BEGIN Data for this task

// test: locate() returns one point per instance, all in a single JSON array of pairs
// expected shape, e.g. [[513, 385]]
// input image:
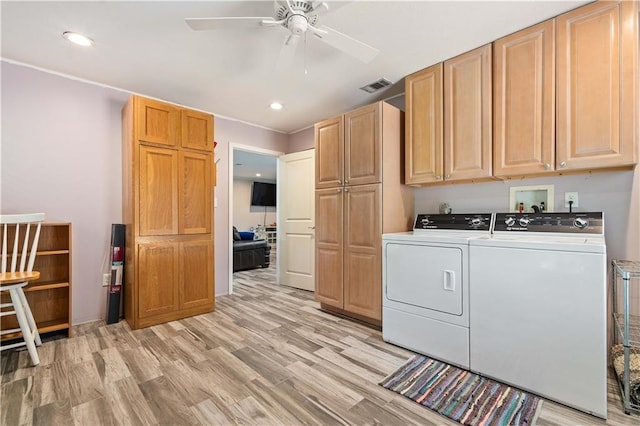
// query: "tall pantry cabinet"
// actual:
[[359, 196], [167, 209]]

END Data for this task

Work to be completed:
With the pictures left out, output the lines from the one containing "e.g. [[513, 385]]" through the last line of the records above, exactly as they are.

Completed exercise:
// expected shape, e.g. [[513, 385]]
// input image:
// query: "tall pantry cabinet"
// actual:
[[359, 196], [167, 209]]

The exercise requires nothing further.